■ **Entries on finding named things**:
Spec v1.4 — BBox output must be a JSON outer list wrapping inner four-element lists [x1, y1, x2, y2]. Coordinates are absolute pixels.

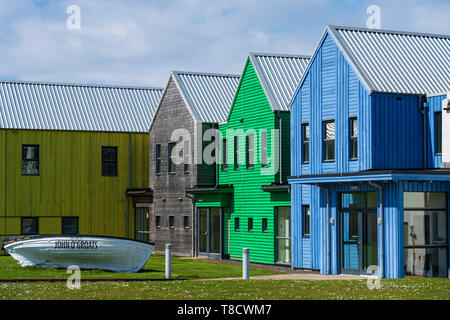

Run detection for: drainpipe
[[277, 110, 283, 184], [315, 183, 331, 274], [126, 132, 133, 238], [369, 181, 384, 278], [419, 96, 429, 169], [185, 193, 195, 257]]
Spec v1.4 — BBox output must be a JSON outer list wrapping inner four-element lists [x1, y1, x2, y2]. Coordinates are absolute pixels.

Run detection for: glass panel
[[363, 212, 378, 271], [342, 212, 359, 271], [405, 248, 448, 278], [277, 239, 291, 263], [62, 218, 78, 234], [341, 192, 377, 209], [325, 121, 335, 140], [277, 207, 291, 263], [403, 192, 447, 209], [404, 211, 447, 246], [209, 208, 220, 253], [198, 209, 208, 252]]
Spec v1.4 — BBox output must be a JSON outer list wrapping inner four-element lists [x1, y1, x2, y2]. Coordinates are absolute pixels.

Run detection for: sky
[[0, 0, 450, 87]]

---

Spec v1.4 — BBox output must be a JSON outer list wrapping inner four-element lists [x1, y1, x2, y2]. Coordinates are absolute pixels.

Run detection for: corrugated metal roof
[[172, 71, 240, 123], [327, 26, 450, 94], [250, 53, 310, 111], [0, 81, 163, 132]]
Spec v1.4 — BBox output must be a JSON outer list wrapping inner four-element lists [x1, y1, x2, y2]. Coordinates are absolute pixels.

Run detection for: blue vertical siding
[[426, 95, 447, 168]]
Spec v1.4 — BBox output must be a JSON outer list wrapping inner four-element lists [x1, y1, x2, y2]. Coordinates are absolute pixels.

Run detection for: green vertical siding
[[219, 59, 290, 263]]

■ **Written exercise**: Pull out every line in the entries above that contains the word "vertical", and copy each one in full.

■ **Solution**:
Run detection for: blue vertical siding
Run detection for: green vertical siding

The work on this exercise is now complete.